**Stored items**
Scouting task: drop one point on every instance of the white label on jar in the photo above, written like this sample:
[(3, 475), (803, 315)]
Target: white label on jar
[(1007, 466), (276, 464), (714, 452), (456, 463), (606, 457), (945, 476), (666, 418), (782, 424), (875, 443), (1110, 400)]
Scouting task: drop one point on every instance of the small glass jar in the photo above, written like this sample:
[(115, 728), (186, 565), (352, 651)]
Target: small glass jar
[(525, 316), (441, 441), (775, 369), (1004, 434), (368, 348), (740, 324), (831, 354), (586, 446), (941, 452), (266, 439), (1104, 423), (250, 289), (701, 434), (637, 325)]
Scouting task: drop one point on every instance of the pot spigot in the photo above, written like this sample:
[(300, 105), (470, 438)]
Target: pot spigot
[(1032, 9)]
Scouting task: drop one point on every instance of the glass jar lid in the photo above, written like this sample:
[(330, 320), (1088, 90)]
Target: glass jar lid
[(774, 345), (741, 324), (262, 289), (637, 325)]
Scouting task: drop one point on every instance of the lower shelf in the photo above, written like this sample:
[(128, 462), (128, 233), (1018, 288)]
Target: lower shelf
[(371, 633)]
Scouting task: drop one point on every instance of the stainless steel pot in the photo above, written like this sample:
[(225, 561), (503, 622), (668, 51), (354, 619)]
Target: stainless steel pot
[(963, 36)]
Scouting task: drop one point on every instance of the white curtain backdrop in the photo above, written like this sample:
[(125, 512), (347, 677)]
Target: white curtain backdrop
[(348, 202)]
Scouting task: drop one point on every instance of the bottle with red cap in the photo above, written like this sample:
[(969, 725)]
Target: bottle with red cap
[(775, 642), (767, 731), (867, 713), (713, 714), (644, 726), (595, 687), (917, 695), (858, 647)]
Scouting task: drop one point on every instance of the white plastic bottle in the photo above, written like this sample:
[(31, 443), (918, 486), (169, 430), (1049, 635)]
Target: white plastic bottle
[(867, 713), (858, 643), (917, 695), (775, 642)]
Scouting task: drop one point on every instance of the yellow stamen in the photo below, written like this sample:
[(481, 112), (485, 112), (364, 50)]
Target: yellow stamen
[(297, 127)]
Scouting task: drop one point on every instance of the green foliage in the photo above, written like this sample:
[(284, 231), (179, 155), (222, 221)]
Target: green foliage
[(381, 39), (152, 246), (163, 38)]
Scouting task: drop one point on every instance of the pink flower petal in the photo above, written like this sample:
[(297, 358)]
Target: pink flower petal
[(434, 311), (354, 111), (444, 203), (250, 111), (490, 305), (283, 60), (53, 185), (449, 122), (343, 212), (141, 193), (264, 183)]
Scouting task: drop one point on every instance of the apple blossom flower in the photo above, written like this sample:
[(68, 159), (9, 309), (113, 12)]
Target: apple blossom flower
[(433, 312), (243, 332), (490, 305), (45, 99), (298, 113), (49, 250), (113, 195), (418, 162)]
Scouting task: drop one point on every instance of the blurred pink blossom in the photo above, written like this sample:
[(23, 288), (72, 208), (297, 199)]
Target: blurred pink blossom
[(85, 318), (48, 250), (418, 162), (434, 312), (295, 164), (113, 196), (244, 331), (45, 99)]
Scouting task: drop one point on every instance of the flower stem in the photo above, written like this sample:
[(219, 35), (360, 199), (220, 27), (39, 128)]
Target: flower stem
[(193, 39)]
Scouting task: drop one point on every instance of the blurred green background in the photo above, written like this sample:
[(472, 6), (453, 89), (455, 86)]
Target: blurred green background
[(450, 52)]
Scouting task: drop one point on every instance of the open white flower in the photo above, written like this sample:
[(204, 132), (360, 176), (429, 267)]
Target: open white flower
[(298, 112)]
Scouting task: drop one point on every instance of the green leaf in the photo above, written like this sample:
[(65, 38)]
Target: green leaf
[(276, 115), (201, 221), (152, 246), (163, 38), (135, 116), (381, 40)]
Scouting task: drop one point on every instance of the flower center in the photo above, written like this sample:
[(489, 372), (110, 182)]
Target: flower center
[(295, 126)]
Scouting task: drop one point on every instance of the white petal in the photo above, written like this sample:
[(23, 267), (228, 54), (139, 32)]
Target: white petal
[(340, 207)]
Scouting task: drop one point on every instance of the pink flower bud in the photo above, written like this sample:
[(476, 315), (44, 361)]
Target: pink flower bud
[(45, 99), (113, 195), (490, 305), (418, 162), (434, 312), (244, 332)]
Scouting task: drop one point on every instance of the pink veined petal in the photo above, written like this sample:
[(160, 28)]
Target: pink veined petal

**Task brief**
Copy the data above in full, character for character.

**Exercise response**
Scouting task: drop one point on every instance of the white label on jar in the photo above, written like this sample:
[(3, 475), (803, 315)]
Target: white label on jar
[(1007, 466), (276, 464), (714, 452), (456, 463), (606, 457), (945, 476), (666, 418), (782, 424), (875, 443), (1110, 400)]
Scouting task: drop one point on every instance of the small glass jar in the photo above, written like this sample:
[(115, 728), (186, 565), (352, 651)]
Target: small glass jar
[(525, 316), (441, 441), (775, 369), (1004, 434), (368, 348), (740, 324), (831, 354), (586, 446), (941, 452), (266, 439), (1104, 423), (250, 289), (701, 434), (637, 325)]
Scouting task: drop one point on every instance of the pot spigot in the photo above, written like this sample:
[(300, 105), (470, 438)]
Target: pot spigot
[(1032, 9)]
Scouting task: drop one point on every instance of the glass jar lid in the photo above, written like this sample:
[(330, 320), (1088, 90)]
Target: glass jar lid
[(774, 345), (741, 324), (262, 289), (637, 325)]
Scouting task: drop one point on every instance of the lower shelf in the photo above, written like this sample:
[(128, 462), (128, 233), (1018, 288)]
Target: lower shelf
[(371, 633)]
Scouting task: drop one point on every instance of the stainless steel pot in the photo above, written like this sample:
[(225, 561), (503, 622), (668, 51), (354, 619)]
Target: stainless steel pot
[(963, 36)]
Scouting task: drop one point on every instance of the white curtain backdrop in the photo above, written like this sample:
[(125, 512), (347, 677)]
Target: white curtain backdrop
[(348, 202)]
Scouting task: drop one point on every instance of the bottle with red cap in the photo above, written like this sample:
[(969, 725)]
Target: bottle with red cap
[(775, 642), (767, 731), (867, 713), (713, 714), (644, 726), (595, 687), (917, 695), (858, 647)]
Scouting task: drop one point on every instance of the white plastic bottle in the photo above, written like this sample:
[(31, 443), (918, 486), (169, 430), (1049, 635)]
Target: white plastic bottle
[(867, 713), (858, 643), (917, 695), (775, 642)]
Scouting task: drop one point on every instance of the yellow stamen in the photo below, written like this sample:
[(481, 112), (485, 112), (364, 50)]
Target: yellow stamen
[(297, 127)]
Scouting task: drop one point on every instance of the green foliage in the photo above, written like this sample:
[(284, 231), (179, 155), (222, 221)]
Target: green foliage
[(381, 39), (152, 246), (163, 38)]
Scouting task: drop one point on every instance of the pink flower petal in the photo above, written like this sample:
[(297, 358)]
Target: pink flower petal
[(434, 311), (354, 111), (444, 203), (250, 111), (490, 305), (283, 60), (53, 185), (449, 122), (343, 212), (141, 193), (264, 183)]
Scouting task: drop one point on every instance of the apple blossom flower in the photo above, written like this sample:
[(68, 159), (9, 309), (113, 12)]
Target: apple blossom flower
[(433, 312), (243, 332), (490, 305), (45, 99), (298, 113), (49, 250), (113, 195), (418, 162)]
Scouting task: drop one point on every instance of the blurred pink blossom in the photo above, written like this sample:
[(23, 288), (72, 208), (297, 199)]
Target: blurred pink blossom
[(85, 318), (48, 250), (418, 162), (434, 312), (295, 164), (113, 196), (244, 331), (45, 99)]
Scouting task: drop one point on every instance of the flower stem in the photo above, written like this sample:
[(219, 35), (360, 199), (220, 27), (39, 128)]
Target: flower stem
[(193, 39)]
Scouting task: drop one point on every instance of the blurred green background in the photo above, written like this sample:
[(472, 6), (453, 89), (455, 86)]
Target: blurred green background
[(450, 52)]
Scouting task: drop one point on every instance of the open white flower in the photo above, written like this sample:
[(204, 132), (360, 176), (429, 267)]
Target: open white flower
[(298, 112)]
Scouting task: drop one point on every instance of the green leaf in the photo above, written like this sample:
[(65, 38)]
Target: green leaf
[(276, 115), (201, 221), (152, 246), (163, 38), (135, 116), (381, 40)]
Scouting task: drop one point on every instance of the flower center in the photo above, written like this sample:
[(489, 372), (110, 182)]
Target: flower center
[(295, 126)]
Scouting task: drop one point on every instance of the white petal in the photo above, written like this sample:
[(23, 267), (228, 54), (139, 32)]
Target: white petal
[(340, 207)]
Scouting task: drop one point on every instance of the pink flower bud in the photo above, written like this sample:
[(476, 315), (44, 361)]
Target: pink flower bud
[(45, 99), (113, 195), (490, 305), (418, 162), (434, 312), (244, 332)]
Scouting task: drop one point on every instance of the pink veined petal in the photo above, written like this sample:
[(160, 28)]
Target: pink veined petal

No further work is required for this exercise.